Problem description: Can you update the records below so that every "rough mask" becomes "coarse mask", with nothing else changed?

[Data Boundary: Start]

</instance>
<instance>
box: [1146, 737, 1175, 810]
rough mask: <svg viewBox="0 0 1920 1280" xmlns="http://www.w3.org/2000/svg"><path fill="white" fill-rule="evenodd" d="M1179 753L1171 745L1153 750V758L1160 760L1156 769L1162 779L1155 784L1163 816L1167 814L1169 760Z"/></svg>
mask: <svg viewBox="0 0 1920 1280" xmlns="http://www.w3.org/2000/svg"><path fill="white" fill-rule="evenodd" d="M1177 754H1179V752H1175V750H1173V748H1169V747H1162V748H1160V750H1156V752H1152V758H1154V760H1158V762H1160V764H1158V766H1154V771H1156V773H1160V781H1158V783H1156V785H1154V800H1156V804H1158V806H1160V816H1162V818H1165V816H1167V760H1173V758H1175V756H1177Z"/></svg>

[Data Boundary: End]

Expected answer:
</instance>
<instance>
box: [1146, 737, 1175, 810]
coarse mask: <svg viewBox="0 0 1920 1280" xmlns="http://www.w3.org/2000/svg"><path fill="white" fill-rule="evenodd" d="M1179 753L1171 745L1153 750V758L1160 760L1156 769L1162 779L1155 784L1163 816L1167 814L1169 760Z"/></svg>
mask: <svg viewBox="0 0 1920 1280" xmlns="http://www.w3.org/2000/svg"><path fill="white" fill-rule="evenodd" d="M1177 754H1179V752H1175V750H1173V748H1169V747H1162V748H1160V750H1156V752H1152V758H1154V760H1158V762H1160V764H1158V766H1154V771H1156V773H1160V781H1158V783H1156V785H1154V800H1156V804H1158V806H1160V816H1162V818H1165V816H1167V760H1173V758H1175V756H1177Z"/></svg>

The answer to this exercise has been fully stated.